Stated problem
In full and without alteration, repeat the material.
******
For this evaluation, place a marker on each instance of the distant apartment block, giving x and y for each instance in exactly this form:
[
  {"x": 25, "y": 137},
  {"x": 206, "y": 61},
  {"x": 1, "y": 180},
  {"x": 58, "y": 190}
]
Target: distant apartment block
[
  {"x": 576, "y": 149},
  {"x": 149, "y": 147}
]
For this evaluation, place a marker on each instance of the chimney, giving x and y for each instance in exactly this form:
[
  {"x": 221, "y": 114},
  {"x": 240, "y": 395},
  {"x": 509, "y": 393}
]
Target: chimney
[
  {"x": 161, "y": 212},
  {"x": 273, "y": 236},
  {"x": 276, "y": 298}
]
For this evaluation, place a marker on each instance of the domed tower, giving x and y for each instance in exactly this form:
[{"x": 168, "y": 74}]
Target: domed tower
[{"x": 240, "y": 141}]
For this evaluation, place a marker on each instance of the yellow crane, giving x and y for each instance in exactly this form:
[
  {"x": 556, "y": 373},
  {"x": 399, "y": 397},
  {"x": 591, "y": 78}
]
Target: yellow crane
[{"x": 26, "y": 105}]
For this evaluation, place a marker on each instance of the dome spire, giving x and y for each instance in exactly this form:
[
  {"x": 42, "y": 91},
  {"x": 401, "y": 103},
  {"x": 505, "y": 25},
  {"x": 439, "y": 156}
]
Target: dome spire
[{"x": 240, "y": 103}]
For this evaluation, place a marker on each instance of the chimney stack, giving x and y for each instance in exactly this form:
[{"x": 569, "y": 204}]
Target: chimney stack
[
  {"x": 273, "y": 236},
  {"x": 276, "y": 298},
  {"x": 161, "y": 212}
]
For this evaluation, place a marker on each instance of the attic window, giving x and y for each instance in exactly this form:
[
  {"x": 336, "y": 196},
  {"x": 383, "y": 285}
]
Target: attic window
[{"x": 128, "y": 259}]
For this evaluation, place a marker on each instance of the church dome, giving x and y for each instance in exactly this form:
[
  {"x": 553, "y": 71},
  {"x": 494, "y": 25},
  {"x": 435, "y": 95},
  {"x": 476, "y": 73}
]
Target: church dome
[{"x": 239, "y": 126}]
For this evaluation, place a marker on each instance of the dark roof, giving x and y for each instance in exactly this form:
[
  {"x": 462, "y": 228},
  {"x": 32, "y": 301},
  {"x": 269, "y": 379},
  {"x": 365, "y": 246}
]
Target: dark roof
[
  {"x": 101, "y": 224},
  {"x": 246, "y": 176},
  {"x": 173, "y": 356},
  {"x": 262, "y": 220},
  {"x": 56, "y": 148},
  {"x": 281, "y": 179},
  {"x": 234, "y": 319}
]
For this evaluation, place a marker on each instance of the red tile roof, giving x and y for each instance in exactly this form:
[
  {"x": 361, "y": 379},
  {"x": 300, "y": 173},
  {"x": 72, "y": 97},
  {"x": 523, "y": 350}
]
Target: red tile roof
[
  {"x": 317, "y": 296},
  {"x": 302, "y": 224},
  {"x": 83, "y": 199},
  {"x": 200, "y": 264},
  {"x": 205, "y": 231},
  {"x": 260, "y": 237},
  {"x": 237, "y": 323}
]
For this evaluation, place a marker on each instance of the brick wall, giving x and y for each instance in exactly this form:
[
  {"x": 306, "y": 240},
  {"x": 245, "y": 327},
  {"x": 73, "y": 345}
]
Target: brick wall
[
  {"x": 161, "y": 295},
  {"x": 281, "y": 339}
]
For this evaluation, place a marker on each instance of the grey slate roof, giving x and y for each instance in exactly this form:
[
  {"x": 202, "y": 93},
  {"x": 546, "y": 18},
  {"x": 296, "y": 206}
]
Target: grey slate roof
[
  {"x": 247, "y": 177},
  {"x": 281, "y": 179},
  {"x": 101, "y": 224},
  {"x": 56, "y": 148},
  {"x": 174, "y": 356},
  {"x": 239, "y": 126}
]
******
Result for this task
For this evaluation, place a marker on each instance of the distant apartment block, giving x and y for each instance in exactly this form:
[
  {"x": 25, "y": 137},
  {"x": 206, "y": 61},
  {"x": 1, "y": 180},
  {"x": 58, "y": 190}
]
Target: distant apartment block
[
  {"x": 576, "y": 149},
  {"x": 149, "y": 147}
]
For this evaluation, place a marker on each instance of the chimney, giving x and y for each instance in exactly this form:
[
  {"x": 221, "y": 114},
  {"x": 240, "y": 395},
  {"x": 509, "y": 393}
]
Target: chimney
[
  {"x": 161, "y": 212},
  {"x": 273, "y": 236},
  {"x": 276, "y": 298}
]
For this evaluation, place a marker on each instance of the domed tower, giving x and y for each instance in exactly this form:
[{"x": 168, "y": 74}]
Target: domed tower
[{"x": 240, "y": 141}]
For this evaluation, place a marker on each instance of the yellow crane, giving x and y for each instance in exactly this form:
[
  {"x": 556, "y": 373},
  {"x": 399, "y": 397},
  {"x": 591, "y": 78}
]
Target: yellow crane
[{"x": 26, "y": 105}]
For this evaluation, place a marker on each instance of the dome spire, giving x and y for each instance in exactly this form:
[
  {"x": 42, "y": 91},
  {"x": 401, "y": 103},
  {"x": 505, "y": 25},
  {"x": 439, "y": 156}
]
Target: dome spire
[{"x": 240, "y": 103}]
For this evaluation, place a marker on each instance of the chimney stack, giving x and y for each instance in exactly this form:
[{"x": 569, "y": 204}]
Target: chimney stack
[
  {"x": 273, "y": 236},
  {"x": 276, "y": 298},
  {"x": 161, "y": 212}
]
For this evaluation, place a marker on each instance of the attic window, giving x and y for each instance in exactly this form:
[
  {"x": 336, "y": 196},
  {"x": 383, "y": 285}
]
Target: attic window
[{"x": 128, "y": 259}]
For this evaluation, place a marker on each instance of the church dome, giving x and y for each instance in exactly this form:
[
  {"x": 553, "y": 71},
  {"x": 494, "y": 25},
  {"x": 435, "y": 95},
  {"x": 476, "y": 73}
]
Target: church dome
[{"x": 239, "y": 126}]
For this evaluation, place a marker on each instance of the dark roof, giving x and y for each instance in exactly this form:
[
  {"x": 462, "y": 228},
  {"x": 32, "y": 301},
  {"x": 269, "y": 379},
  {"x": 365, "y": 246}
]
Target: dark roof
[
  {"x": 101, "y": 224},
  {"x": 246, "y": 176},
  {"x": 173, "y": 356},
  {"x": 262, "y": 220},
  {"x": 56, "y": 148},
  {"x": 281, "y": 179},
  {"x": 234, "y": 319}
]
For this evaluation, place a marker on each instance of the red tile roof, giving x and y for each instance in exactly this form:
[
  {"x": 361, "y": 379},
  {"x": 300, "y": 173},
  {"x": 72, "y": 97},
  {"x": 523, "y": 350}
]
Target: red tile roof
[
  {"x": 317, "y": 296},
  {"x": 302, "y": 224},
  {"x": 83, "y": 199},
  {"x": 200, "y": 264},
  {"x": 205, "y": 231},
  {"x": 260, "y": 237},
  {"x": 237, "y": 323}
]
For this evaluation, place a marker on each instance of the brick wall, giving x and y for each instance in exactly this form:
[
  {"x": 306, "y": 240},
  {"x": 245, "y": 327},
  {"x": 73, "y": 345}
]
Target: brick wall
[
  {"x": 161, "y": 295},
  {"x": 281, "y": 339}
]
For this evaluation, place a marker on each instance of the grey slate roof, giving x and y for each instance in exactly this form:
[
  {"x": 202, "y": 93},
  {"x": 546, "y": 18},
  {"x": 296, "y": 206}
]
Target: grey slate roof
[
  {"x": 247, "y": 177},
  {"x": 281, "y": 179},
  {"x": 101, "y": 224},
  {"x": 56, "y": 148},
  {"x": 174, "y": 356},
  {"x": 239, "y": 126}
]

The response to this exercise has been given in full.